AIM OF THE EXERCISE: Please reproduce each line of the data below exactly as shown.

(Natural-language object grounding data)

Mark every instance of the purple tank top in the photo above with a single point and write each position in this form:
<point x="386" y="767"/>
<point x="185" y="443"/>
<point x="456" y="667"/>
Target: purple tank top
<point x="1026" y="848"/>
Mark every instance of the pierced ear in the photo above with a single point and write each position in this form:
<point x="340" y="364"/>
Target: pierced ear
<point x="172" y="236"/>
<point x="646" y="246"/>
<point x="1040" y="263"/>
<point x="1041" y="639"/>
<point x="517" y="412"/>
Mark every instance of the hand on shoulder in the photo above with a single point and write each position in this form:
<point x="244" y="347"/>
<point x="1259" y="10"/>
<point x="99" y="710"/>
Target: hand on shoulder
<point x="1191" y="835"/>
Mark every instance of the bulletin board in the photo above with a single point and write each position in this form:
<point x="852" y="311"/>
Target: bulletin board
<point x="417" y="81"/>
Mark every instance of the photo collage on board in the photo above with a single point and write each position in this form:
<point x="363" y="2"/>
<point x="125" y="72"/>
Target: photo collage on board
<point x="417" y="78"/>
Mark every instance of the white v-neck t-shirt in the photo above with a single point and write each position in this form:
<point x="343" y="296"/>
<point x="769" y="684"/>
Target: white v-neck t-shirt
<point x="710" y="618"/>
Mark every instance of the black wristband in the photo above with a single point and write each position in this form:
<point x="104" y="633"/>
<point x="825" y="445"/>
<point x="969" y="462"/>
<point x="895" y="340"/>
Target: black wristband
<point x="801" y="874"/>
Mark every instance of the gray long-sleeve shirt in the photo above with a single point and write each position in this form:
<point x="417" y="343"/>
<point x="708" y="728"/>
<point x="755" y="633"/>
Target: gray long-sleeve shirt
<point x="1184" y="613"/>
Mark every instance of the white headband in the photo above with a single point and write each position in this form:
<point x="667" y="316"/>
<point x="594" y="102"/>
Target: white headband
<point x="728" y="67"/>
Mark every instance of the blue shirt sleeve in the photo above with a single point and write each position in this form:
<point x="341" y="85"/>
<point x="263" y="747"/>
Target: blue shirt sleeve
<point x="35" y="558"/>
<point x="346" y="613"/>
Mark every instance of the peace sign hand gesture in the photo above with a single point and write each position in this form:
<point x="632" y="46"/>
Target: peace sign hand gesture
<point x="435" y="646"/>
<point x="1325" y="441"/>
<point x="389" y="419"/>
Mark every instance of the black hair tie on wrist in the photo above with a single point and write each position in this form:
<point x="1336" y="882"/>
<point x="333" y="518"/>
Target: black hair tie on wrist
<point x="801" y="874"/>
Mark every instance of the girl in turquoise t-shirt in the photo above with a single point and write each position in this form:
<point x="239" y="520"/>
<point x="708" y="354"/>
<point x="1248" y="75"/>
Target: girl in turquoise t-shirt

TASK OUTPUT:
Mark every instance of the purple tank top in the photo above with a single point and write each position in this form:
<point x="386" y="767"/>
<point x="185" y="443"/>
<point x="456" y="667"/>
Target: purple tank top
<point x="1026" y="848"/>
Mark every instance of the pierced ear in the photo above with a single point and write each position in this form:
<point x="340" y="364"/>
Target: pierced ear
<point x="172" y="236"/>
<point x="646" y="246"/>
<point x="1040" y="263"/>
<point x="1041" y="639"/>
<point x="517" y="412"/>
Mark every instance of the hand on shoulder in the photo above with a single point and write each position in this form:
<point x="244" y="347"/>
<point x="1259" y="10"/>
<point x="99" y="710"/>
Target: hand on shoulder
<point x="1191" y="835"/>
Mark every instance of the bulletin board in the photo above with a single point and write each position in this form:
<point x="852" y="311"/>
Target: bulletin board
<point x="417" y="81"/>
Mark every instance of the photo collage on board in the photo above with a single point and write each position in this form:
<point x="363" y="2"/>
<point x="125" y="72"/>
Target: photo collage on board
<point x="417" y="78"/>
Mark every instance of the white v-neck t-shirt in the photo above with a single point and write each position in this form:
<point x="343" y="296"/>
<point x="769" y="684"/>
Target: white v-neck t-shirt
<point x="710" y="618"/>
Mark every instance of the black wristband in the photo above with a single point and write each position in this form:
<point x="104" y="633"/>
<point x="825" y="445"/>
<point x="969" y="462"/>
<point x="895" y="340"/>
Target: black wristband
<point x="801" y="874"/>
Mark every instance of the gray long-sleeve shirt in the photo above with a single point and write each position in this form:
<point x="417" y="343"/>
<point x="708" y="728"/>
<point x="755" y="633"/>
Target: gray long-sleeve shirt
<point x="1184" y="613"/>
Mark every instance of the white headband in the photo above with a single point and write each position in this form:
<point x="667" y="316"/>
<point x="594" y="102"/>
Target: white headband
<point x="728" y="67"/>
Mark every instance of the blue shirt sleeve in the photo above with a single point and write each position in this form:
<point x="341" y="85"/>
<point x="263" y="747"/>
Target: blue shirt sleeve
<point x="35" y="558"/>
<point x="346" y="613"/>
Mark every instance of the peace sign hand gesture in the photo above with a single point and write each position in this form:
<point x="632" y="46"/>
Target: peace sign hand gesture
<point x="435" y="646"/>
<point x="1325" y="441"/>
<point x="389" y="419"/>
Mark every instance of the black hair tie on wrist in the photo above with a single point and write each position in this form:
<point x="1336" y="882"/>
<point x="333" y="518"/>
Target: black hair tie on wrist
<point x="801" y="874"/>
Mark every instance of the girl in turquoise t-shirt in the photo above with a single point and write each position in this form:
<point x="239" y="520"/>
<point x="708" y="354"/>
<point x="1248" y="75"/>
Target: girl in turquoise t-shirt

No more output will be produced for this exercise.